◆ **Task goal**
Please rewrite the passage on David Twohill, beginning at "David Twohill (born" and stopping after "or as Bird.", with "musician" changed to "drummer".

◆ **Text section**
David Twohill (born 21 April 1954) is an Australian musician formerly with rock band Mental As Anything who is also known by the pseudonym Wayne DeLisle or as Bird.

Early life
Twohill was born in Cooma, New South Wales, Australia on 21 April 1954. After matriculating at Waverley College in 1972, where he was the drummer in a school band named "Thackeray's Onion", he attended the East Sydney Technical College at Darlinghurst. Here he met, and later auditioned on drums with, fellow students Chris O'Doherty, Martin Murphy and Steve Coburn who were putting a band together. The band would soon be called Mental As Anything and would become well known around Australia and the world. Twohill performed under the pseudonym Wayne de Lisle for most of his time as a member. In September 2004 he was sacked from the band by two of his bandmates. He lodged a wrongful dismissal case against his former bandmates with the NSW Industrial Relations Commission in 2007, which he won.

◆ **Data provided**

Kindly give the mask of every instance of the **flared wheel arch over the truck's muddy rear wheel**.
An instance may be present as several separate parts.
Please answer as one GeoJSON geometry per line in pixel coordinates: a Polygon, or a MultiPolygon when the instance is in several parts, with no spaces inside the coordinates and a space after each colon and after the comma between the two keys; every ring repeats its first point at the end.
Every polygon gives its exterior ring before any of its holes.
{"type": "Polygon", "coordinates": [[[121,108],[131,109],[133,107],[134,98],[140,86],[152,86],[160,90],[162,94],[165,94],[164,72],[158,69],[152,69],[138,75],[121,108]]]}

◆ **Written response**
David Twohill (born 21 April 1954) is an Australian drummer formerly with rock band Mental As Anything who is also known by the pseudonym Wayne DeLisle or as Bird.